▸ What the task asks: Copy every one of the rows below character for character, with no changes.

(Rows from a pointing dataset)
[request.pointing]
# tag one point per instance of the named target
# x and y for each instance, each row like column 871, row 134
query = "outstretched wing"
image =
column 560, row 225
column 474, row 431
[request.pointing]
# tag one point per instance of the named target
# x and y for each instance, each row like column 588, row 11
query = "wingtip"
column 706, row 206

▸ Written answer:
[request.pointing]
# tag one point per instance of the named target
# x and y for each instance, each row like column 871, row 134
query = "outstretched wing"
image =
column 560, row 225
column 474, row 431
[request.pointing]
# tag one point per instance of the named target
# x and y for each instance, each row like column 588, row 11
query = "wingtip"
column 706, row 206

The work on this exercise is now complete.